» AIM OF THE TASK: Please pick out every line in the records below that contains the word "horse" and copy each one in full. Case counts, so only lines with that exact capitalization qualify.

» PROVIDED RECORDS:
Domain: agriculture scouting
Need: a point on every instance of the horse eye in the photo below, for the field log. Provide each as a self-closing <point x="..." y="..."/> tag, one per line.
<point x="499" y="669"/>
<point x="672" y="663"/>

==

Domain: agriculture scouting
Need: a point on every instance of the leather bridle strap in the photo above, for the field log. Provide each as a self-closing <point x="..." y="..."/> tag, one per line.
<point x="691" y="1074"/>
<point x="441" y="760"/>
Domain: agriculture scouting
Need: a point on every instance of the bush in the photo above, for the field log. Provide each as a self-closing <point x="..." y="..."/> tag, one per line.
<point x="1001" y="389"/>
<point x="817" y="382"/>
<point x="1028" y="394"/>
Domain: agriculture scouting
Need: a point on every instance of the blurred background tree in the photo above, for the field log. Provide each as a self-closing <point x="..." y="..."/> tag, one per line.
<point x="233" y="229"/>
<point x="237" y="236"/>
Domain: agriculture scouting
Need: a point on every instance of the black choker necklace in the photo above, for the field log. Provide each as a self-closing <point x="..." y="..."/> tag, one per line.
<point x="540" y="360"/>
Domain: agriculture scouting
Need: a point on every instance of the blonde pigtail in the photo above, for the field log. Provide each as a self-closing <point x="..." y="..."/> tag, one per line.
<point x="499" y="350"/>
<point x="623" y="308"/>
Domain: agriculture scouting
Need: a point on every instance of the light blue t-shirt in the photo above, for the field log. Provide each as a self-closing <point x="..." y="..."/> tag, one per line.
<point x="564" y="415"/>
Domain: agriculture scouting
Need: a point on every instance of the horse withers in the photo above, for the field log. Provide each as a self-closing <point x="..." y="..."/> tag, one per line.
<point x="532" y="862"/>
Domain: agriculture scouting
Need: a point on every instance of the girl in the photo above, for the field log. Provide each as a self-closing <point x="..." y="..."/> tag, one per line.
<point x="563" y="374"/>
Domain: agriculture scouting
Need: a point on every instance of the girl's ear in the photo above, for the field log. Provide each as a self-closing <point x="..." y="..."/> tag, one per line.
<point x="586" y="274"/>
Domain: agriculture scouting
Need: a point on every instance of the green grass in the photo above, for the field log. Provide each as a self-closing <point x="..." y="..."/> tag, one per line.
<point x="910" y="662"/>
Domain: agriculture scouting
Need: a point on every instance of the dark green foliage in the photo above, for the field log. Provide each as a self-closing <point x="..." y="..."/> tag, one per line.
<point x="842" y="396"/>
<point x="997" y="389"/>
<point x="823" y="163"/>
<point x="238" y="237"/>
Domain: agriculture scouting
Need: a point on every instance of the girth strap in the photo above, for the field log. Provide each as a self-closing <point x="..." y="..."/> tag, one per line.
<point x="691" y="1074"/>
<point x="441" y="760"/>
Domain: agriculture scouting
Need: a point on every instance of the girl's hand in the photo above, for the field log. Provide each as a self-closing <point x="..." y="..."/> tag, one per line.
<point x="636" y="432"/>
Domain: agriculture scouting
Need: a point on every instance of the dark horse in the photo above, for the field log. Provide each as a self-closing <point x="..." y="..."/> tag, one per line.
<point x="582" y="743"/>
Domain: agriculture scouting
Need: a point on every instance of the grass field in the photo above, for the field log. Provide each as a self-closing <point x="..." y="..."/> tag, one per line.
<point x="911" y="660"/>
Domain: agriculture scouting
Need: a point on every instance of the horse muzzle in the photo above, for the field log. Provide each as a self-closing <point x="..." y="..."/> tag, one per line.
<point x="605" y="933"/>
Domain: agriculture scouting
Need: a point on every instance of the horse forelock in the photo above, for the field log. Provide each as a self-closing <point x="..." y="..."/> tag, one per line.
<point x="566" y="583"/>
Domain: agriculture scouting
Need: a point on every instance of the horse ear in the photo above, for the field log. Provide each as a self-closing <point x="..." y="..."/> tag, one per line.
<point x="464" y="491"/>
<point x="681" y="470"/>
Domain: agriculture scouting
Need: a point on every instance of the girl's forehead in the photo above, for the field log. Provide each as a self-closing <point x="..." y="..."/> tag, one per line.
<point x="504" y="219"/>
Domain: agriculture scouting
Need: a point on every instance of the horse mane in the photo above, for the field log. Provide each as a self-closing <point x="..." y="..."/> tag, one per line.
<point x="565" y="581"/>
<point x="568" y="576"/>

» EXERCISE RESPONSE:
Need: a point on every instance of the horse eye in the photo below, for the field log. Provide each as a self-closing <point x="..." y="..."/> tag, one per line.
Need: a point on every instance of the horse withers in the photo above, for the field log. Provide each as a self-closing <point x="..." y="..."/> tag, one per line.
Need: a point on every instance of the dark horse in the photo above, for the field log. Provide each as a self-closing <point x="..." y="..."/> tag, one per line.
Need: a point on every instance of the horse muzzle in the photo above, for the field log. Provide each as a self-closing <point x="..." y="..."/> tag, one per line.
Need: a point on every instance of the horse forelock in the photo above, for the field log. Provide each as a self-closing <point x="..." y="..."/> tag, one per line.
Need: a point on every instance of the horse ear in the photo above, for the field log. Provide each as a self-closing <point x="..." y="..."/> tag, one per line.
Need: a point on every instance of the horse mane in the photo above, for the field log. Provide each as a self-closing <point x="..." y="..."/> tag, one per line.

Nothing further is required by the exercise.